* **任务要求**
重写阵列故障排查文本中从“MegaRAID.zip 点击下载: (访问密码: 2344)”开始、到“查看第1张阵列卡上的第0个raid阵列组的信息(默认从0开始计数)”结束的部分，并将其中的“阵列卡”替换为“RAID卡”。

阵列故障排查MegaCli
阵列故障排查
MegaCli8.07.10.tar.gz 该压缩包包含Linux和Windows的程序,如需请下载这个 (访问密码: 2344)
MegaRAID.zip 点击下载: (访问密码: 2344)
unzip /opt/MegaRAID.zip -d /opt
ln -s /opt/MegaRAID/MegaCli/MegaCli64 /bin/MegaCli64
chmod +x /bin/MegaCli64
以上是安装命令
/opt/MegaRAID/MegaCli/MegaCli64 -LDInfo -Lall -aALL
查看所有阵列卡的所有阵列逻辑卷的所有信息
/opt/MegaRAID/MegaCli/MegaCli64 -LDInfo -Lall -a0 | grep -i "Virtual Disk"
查看第1张阵列卡上一共有多少个raid阵列组(默认从0开始计数)
/opt/MegaRAID/MegaCli/MegaCli64 -LDInfo -L0 -a0
查看第1张阵列卡上的第0个raid阵列组的信息(默认从0开始计数)
/opt/MegaRAID/MegaCli/MegaCli64 -LDPdInfo -aAll
查看所有阵列卡的所有阵列逻辑卷的所有信息(包括阵列逻辑卷对应的物理硬盘)
/opt/MegaRAID/MegaCli/MegaCli64 -AdpAllInfo -aALL
显示所有阵列卡信息,可以查看机器上一共有多少张阵列卡以及每张卡的详细信息
/opt/MegaRAID/MegaCli/MegaCli64 -PDList -aALL
查看所有阵列卡上的所有物理硬盘信息,包括型号、接口、SN码、部分SMART信息等
/opt/MegaRAID/MegaCli/MegaCli64 -CfgLdAdd -r5 [32:2,32:3,32:4] WB Direct -Hsp[32:4] -a0
在第1张阵列卡上创建一个 raid5 阵列,由物理盘 1,2,3 构成,该阵列的热备盘是物理盘 4
注意这里的32:2指的是使用eID和slot ID对一个阵列卡下的硬盘进行定位(默认从0开始计数)
/opt/MegaRAID/MegaCli/MegaCli64 -CfgLdAdd -r5 [32:2,32:3,32:4] WB Direct -a0
同上,创建一个 raid5 阵列,但是不指定热备盘
/opt/MegaRAID/MegaCli/MegaCli64 -LDRecon -Start -r5 -Add -PhysDrv[32:5] -L1 -a0
在线添加物理硬盘到某个阵列中
/opt/MegaRAID/MegaCli/MegaCli64 -CfgLdDel -L1 -a0
删除第1张阵列卡上的第2个raid阵列(默认从0开始计数)

已存条目

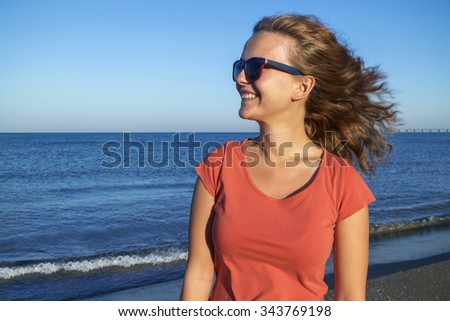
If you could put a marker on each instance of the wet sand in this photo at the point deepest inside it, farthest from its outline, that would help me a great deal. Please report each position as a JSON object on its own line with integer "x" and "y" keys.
{"x": 420, "y": 280}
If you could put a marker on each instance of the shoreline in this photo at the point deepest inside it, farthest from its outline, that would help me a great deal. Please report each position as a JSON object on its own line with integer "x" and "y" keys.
{"x": 426, "y": 279}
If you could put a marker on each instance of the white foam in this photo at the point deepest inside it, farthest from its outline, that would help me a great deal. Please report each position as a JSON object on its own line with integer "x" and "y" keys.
{"x": 159, "y": 257}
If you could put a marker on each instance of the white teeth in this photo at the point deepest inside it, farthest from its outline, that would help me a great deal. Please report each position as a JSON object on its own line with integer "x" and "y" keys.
{"x": 247, "y": 96}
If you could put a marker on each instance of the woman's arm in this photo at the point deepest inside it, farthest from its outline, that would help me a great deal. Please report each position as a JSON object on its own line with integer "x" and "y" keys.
{"x": 351, "y": 256}
{"x": 200, "y": 267}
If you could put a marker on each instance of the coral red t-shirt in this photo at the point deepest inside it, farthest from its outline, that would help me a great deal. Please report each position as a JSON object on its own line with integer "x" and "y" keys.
{"x": 276, "y": 249}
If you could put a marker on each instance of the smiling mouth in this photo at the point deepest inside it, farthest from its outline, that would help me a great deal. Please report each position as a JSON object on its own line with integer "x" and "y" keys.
{"x": 247, "y": 96}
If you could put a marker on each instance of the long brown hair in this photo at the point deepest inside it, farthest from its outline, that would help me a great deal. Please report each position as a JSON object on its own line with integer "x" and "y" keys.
{"x": 350, "y": 112}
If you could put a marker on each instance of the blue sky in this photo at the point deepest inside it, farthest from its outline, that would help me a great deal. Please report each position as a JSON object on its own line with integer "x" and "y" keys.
{"x": 135, "y": 65}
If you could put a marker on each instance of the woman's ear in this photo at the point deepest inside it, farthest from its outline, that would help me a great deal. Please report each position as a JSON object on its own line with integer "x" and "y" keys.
{"x": 302, "y": 87}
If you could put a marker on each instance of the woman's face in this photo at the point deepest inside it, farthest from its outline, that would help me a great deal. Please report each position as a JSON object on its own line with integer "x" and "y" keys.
{"x": 270, "y": 97}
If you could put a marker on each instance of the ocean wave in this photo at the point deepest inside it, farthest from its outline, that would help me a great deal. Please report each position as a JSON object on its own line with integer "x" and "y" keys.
{"x": 408, "y": 226}
{"x": 92, "y": 264}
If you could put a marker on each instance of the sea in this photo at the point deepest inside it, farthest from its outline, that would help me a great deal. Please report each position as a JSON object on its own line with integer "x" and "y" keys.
{"x": 88, "y": 214}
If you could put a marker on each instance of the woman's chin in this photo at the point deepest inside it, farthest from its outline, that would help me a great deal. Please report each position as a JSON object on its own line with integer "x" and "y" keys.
{"x": 246, "y": 112}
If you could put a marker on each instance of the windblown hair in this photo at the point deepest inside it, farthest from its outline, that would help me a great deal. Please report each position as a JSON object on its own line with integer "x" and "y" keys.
{"x": 349, "y": 113}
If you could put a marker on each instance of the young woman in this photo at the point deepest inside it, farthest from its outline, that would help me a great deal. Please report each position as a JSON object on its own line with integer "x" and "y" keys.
{"x": 266, "y": 212}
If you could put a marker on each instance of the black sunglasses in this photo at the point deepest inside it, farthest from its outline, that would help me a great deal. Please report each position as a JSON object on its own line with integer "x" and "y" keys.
{"x": 253, "y": 68}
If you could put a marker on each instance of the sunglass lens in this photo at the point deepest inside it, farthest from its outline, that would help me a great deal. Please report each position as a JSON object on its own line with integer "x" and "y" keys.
{"x": 253, "y": 69}
{"x": 237, "y": 67}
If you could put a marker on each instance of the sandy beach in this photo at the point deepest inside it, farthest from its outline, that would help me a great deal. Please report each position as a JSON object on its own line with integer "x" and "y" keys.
{"x": 419, "y": 280}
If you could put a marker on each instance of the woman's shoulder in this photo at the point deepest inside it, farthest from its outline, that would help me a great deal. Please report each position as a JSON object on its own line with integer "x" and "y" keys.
{"x": 338, "y": 167}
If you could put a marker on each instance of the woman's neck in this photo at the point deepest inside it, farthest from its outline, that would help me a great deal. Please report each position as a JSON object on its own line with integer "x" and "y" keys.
{"x": 285, "y": 143}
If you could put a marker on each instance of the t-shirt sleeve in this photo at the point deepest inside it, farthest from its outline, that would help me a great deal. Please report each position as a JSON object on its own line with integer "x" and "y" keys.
{"x": 209, "y": 169}
{"x": 353, "y": 193}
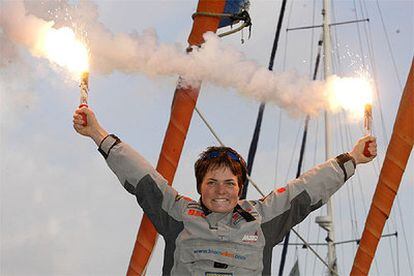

* **完整输出**
MegaRAID.zip 点击下载: (访问密码: 2344)
unzip /opt/MegaRAID.zip -d /opt
ln -s /opt/MegaRAID/MegaCli/MegaCli64 /bin/MegaCli64
chmod +x /bin/MegaCli64
以上是安装命令
/opt/MegaRAID/MegaCli/MegaCli64 -LDInfo -Lall -aALL
查看所有RAID卡的所有阵列逻辑卷的所有信息
/opt/MegaRAID/MegaCli/MegaCli64 -LDInfo -Lall -a0 | grep -i "Virtual Disk"
查看第1张RAID卡上一共有多少个raid阵列组(默认从0开始计数)
/opt/MegaRAID/MegaCli/MegaCli64 -LDInfo -L0 -a0
查看第1张RAID卡上的第0个raid阵列组的信息(默认从0开始计数)